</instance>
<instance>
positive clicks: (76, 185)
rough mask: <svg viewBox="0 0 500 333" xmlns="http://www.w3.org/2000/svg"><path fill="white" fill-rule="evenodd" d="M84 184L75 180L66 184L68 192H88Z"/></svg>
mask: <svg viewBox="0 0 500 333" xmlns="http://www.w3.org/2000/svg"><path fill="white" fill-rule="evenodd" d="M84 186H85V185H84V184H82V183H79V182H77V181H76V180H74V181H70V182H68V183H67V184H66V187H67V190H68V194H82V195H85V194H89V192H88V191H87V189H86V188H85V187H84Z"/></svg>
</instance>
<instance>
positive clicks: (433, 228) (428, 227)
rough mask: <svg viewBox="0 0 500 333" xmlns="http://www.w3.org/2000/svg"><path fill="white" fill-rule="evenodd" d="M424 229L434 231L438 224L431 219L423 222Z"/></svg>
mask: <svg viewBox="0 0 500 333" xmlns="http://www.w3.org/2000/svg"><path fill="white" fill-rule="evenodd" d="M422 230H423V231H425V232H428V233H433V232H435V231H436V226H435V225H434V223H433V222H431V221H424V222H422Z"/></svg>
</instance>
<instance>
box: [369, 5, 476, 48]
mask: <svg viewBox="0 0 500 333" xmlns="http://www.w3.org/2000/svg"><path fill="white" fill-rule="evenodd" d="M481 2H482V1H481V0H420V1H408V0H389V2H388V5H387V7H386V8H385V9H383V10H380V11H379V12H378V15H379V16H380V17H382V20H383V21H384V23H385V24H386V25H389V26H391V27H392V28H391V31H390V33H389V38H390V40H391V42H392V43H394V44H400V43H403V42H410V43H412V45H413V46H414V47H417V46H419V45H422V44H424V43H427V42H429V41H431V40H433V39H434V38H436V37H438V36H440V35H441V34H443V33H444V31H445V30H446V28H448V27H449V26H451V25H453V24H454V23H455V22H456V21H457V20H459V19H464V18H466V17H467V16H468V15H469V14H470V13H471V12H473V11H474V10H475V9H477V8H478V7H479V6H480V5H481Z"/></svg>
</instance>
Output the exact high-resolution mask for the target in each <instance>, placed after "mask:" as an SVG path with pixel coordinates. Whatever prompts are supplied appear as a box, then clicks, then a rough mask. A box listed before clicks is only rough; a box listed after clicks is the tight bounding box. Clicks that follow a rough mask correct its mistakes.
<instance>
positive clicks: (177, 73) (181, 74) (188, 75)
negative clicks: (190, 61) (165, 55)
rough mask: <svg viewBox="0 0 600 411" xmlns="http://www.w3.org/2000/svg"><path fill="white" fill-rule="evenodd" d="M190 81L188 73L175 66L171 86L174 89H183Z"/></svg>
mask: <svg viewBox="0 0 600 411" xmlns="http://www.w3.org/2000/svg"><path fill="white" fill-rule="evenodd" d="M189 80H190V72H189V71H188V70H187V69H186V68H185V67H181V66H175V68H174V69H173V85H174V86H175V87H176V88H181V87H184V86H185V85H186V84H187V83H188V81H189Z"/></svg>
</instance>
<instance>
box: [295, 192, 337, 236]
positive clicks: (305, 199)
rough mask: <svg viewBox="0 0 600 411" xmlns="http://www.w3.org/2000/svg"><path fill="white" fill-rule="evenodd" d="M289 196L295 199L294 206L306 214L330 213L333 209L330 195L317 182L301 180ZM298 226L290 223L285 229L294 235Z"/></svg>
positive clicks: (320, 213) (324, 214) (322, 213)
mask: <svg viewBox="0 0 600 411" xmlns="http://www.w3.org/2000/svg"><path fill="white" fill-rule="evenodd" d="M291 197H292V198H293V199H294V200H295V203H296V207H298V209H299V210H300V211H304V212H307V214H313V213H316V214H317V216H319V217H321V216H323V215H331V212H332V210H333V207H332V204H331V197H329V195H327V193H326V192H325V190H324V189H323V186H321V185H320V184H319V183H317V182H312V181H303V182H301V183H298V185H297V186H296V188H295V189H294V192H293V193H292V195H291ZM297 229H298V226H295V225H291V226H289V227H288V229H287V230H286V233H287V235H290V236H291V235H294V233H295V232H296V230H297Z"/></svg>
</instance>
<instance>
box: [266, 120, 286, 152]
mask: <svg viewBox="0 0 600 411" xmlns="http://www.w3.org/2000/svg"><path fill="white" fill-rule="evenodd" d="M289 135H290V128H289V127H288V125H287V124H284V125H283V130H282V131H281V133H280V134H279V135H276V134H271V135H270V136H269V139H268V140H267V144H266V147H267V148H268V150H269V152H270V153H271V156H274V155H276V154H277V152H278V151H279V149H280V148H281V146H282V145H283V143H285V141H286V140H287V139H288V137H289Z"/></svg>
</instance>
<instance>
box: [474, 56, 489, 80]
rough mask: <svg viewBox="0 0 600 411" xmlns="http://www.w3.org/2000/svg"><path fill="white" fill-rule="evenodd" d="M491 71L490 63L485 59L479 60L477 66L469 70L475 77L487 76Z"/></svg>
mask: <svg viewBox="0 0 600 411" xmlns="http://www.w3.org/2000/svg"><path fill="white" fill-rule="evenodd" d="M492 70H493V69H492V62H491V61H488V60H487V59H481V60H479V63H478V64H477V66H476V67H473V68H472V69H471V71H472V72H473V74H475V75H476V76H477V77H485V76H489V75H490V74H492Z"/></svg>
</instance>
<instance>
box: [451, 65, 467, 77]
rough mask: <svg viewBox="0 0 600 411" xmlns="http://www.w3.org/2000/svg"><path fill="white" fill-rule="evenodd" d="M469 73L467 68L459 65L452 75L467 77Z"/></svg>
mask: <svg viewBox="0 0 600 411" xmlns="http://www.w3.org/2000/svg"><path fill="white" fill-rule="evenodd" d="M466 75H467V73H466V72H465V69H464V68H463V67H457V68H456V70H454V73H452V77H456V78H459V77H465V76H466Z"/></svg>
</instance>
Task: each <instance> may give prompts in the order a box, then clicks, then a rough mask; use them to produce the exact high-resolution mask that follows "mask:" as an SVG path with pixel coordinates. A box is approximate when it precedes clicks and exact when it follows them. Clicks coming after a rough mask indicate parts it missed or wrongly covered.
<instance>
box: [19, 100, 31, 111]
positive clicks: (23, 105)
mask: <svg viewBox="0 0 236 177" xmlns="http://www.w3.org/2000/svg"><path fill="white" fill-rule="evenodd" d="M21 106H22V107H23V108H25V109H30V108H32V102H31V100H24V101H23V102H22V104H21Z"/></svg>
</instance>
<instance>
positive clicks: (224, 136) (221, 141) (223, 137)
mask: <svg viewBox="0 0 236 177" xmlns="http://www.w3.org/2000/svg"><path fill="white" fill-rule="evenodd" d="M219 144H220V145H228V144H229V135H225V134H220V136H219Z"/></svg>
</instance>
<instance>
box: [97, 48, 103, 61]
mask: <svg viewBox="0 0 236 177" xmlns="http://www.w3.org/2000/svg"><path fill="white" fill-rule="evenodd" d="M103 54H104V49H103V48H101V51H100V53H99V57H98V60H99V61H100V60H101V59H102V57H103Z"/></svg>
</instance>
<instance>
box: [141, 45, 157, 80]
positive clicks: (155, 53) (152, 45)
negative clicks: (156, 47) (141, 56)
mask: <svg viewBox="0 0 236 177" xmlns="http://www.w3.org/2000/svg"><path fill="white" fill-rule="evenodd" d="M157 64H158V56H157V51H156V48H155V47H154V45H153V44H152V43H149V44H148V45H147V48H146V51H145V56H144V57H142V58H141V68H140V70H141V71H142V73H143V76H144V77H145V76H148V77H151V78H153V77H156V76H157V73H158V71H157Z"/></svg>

Problem requirements: Exactly as they appear above, write out all of the lines.

Solution:
</instance>
<instance>
positive clicks: (76, 185)
rough mask: <svg viewBox="0 0 500 333" xmlns="http://www.w3.org/2000/svg"><path fill="white" fill-rule="evenodd" d="M84 184L75 180L66 184L68 192H88Z"/></svg>
mask: <svg viewBox="0 0 500 333" xmlns="http://www.w3.org/2000/svg"><path fill="white" fill-rule="evenodd" d="M84 186H85V185H84V184H82V183H79V182H77V181H76V180H74V181H70V182H68V183H67V184H66V187H67V190H68V194H82V195H85V194H89V192H88V191H87V189H86V188H85V187H84Z"/></svg>
</instance>
<instance>
positive clicks: (433, 228) (428, 227)
rough mask: <svg viewBox="0 0 500 333" xmlns="http://www.w3.org/2000/svg"><path fill="white" fill-rule="evenodd" d="M424 229L434 231L438 224L431 219L423 222Z"/></svg>
mask: <svg viewBox="0 0 500 333" xmlns="http://www.w3.org/2000/svg"><path fill="white" fill-rule="evenodd" d="M422 230H423V231H425V232H428V233H433V232H435V231H436V226H435V225H434V223H433V222H431V221H424V222H422Z"/></svg>
</instance>
<instance>
box: [369, 5, 476, 48]
mask: <svg viewBox="0 0 500 333" xmlns="http://www.w3.org/2000/svg"><path fill="white" fill-rule="evenodd" d="M481 2H482V1H481V0H420V1H408V0H389V2H388V5H387V7H386V8H385V9H383V10H380V11H379V12H378V15H379V16H380V17H382V20H383V21H384V23H385V24H386V25H389V26H391V27H392V28H391V31H390V33H389V38H390V40H391V42H392V43H394V44H400V43H403V42H410V43H412V45H413V46H414V47H417V46H419V45H422V44H424V43H427V42H429V41H431V40H433V39H434V38H436V37H438V36H440V35H441V34H443V33H444V31H445V30H446V28H448V27H449V26H451V25H453V24H454V23H455V22H456V21H457V20H459V19H464V18H466V17H467V16H468V15H469V14H470V13H471V12H473V11H474V10H475V9H477V8H478V7H479V6H480V5H481Z"/></svg>
</instance>
Output the exact high-resolution mask for the target in each <instance>, placed after "mask:" as an SVG path with pixel coordinates. Whatever prompts are supplied appear as a box, then clicks, then a rough mask. A box listed before clicks is only rough; a box listed after clicks is the tight bounding box. Clicks that follow a rough mask correct its mistakes.
<instance>
positive clicks: (177, 73) (181, 74) (188, 75)
negative clicks: (190, 61) (165, 55)
rough mask: <svg viewBox="0 0 600 411" xmlns="http://www.w3.org/2000/svg"><path fill="white" fill-rule="evenodd" d="M190 81L188 73L175 66L171 86L174 89H183Z"/></svg>
mask: <svg viewBox="0 0 600 411" xmlns="http://www.w3.org/2000/svg"><path fill="white" fill-rule="evenodd" d="M189 80H190V72H189V71H188V70H187V69H186V68H185V67H181V66H175V68H174V69H173V85H174V86H175V87H176V88H181V87H184V86H185V85H186V84H187V83H188V81H189Z"/></svg>
</instance>
<instance>
box: [295, 192, 337, 236]
positive clicks: (305, 199)
rough mask: <svg viewBox="0 0 600 411" xmlns="http://www.w3.org/2000/svg"><path fill="white" fill-rule="evenodd" d="M289 196L295 199L294 206L306 214L330 213L333 209L330 195L317 182L301 180ZM298 226L290 223L285 229L294 235Z"/></svg>
positive clicks: (320, 213) (324, 214) (322, 213)
mask: <svg viewBox="0 0 600 411" xmlns="http://www.w3.org/2000/svg"><path fill="white" fill-rule="evenodd" d="M291 197H292V198H293V199H294V200H295V203H296V207H298V209H299V210H300V211H304V212H307V214H313V213H316V214H317V216H319V217H321V216H323V215H331V212H332V210H333V207H332V204H331V197H329V195H327V193H326V192H325V190H324V189H323V186H321V185H320V184H319V183H317V182H312V181H303V182H301V183H298V185H297V186H296V188H295V189H294V192H293V193H292V195H291ZM297 229H298V226H295V225H291V226H289V227H288V229H287V230H286V233H287V235H290V236H291V235H294V233H295V232H296V230H297Z"/></svg>
</instance>
<instance>
box: [266, 120, 286, 152]
mask: <svg viewBox="0 0 600 411" xmlns="http://www.w3.org/2000/svg"><path fill="white" fill-rule="evenodd" d="M289 135H290V128H289V127H288V125H287V124H284V125H283V130H282V131H281V133H280V134H279V135H276V134H271V135H270V136H269V139H268V140H267V144H266V147H267V148H268V150H269V152H270V153H271V156H274V155H276V154H277V152H278V151H279V149H280V148H281V146H282V145H283V143H285V141H286V140H287V139H288V137H289Z"/></svg>
</instance>
<instance>
box: [474, 56, 489, 80]
rough mask: <svg viewBox="0 0 600 411" xmlns="http://www.w3.org/2000/svg"><path fill="white" fill-rule="evenodd" d="M491 71L490 63L485 59L479 60L477 66L469 70L475 77L487 76Z"/></svg>
mask: <svg viewBox="0 0 600 411" xmlns="http://www.w3.org/2000/svg"><path fill="white" fill-rule="evenodd" d="M492 70H493V69H492V62H491V61H488V60H487V59H481V60H479V63H478V64H477V66H476V67H473V68H472V69H471V71H472V72H473V74H475V75H476V76H477V77H485V76H489V75H490V74H492Z"/></svg>
</instance>
<instance>
box: [451, 65, 467, 77]
rough mask: <svg viewBox="0 0 600 411" xmlns="http://www.w3.org/2000/svg"><path fill="white" fill-rule="evenodd" d="M469 73L467 68L459 65L452 75L467 77Z"/></svg>
mask: <svg viewBox="0 0 600 411" xmlns="http://www.w3.org/2000/svg"><path fill="white" fill-rule="evenodd" d="M466 75H467V73H466V72H465V69H464V68H463V67H457V68H456V70H454V73H452V77H456V78H459V77H465V76H466Z"/></svg>
</instance>
Task: each <instance> may give prompts in the order a box, then clicks, then a rough mask; use them to produce the exact high-resolution mask that follows "mask:" as an SVG path with pixel coordinates. A box is approximate when it precedes clicks and exact when it follows them. Clicks coming after a rough mask indicate parts it missed or wrongly covered.
<instance>
box: [19, 100, 31, 111]
positive clicks: (23, 105)
mask: <svg viewBox="0 0 236 177" xmlns="http://www.w3.org/2000/svg"><path fill="white" fill-rule="evenodd" d="M21 106H22V107H23V108H25V109H30V108H32V102H31V100H24V101H23V102H22V104H21Z"/></svg>
</instance>
<instance>
positive clicks: (224, 136) (221, 141) (223, 137)
mask: <svg viewBox="0 0 236 177" xmlns="http://www.w3.org/2000/svg"><path fill="white" fill-rule="evenodd" d="M219 144H220V145H228V144H229V135H225V134H220V136H219Z"/></svg>
</instance>
<instance>
box: [97, 48, 103, 61]
mask: <svg viewBox="0 0 236 177" xmlns="http://www.w3.org/2000/svg"><path fill="white" fill-rule="evenodd" d="M103 54H104V49H103V48H101V51H100V53H99V57H98V60H99V61H100V60H101V59H102V57H103Z"/></svg>
</instance>
<instance>
box: [141, 45, 157, 80]
positive clicks: (155, 53) (152, 45)
negative clicks: (156, 47) (141, 56)
mask: <svg viewBox="0 0 236 177" xmlns="http://www.w3.org/2000/svg"><path fill="white" fill-rule="evenodd" d="M157 64H158V56H157V51H156V48H155V47H154V45H153V44H152V43H149V44H148V45H147V48H146V51H145V56H144V57H142V58H141V68H140V70H141V71H142V73H143V76H144V77H145V76H148V77H151V78H153V77H156V76H157V73H158V71H157Z"/></svg>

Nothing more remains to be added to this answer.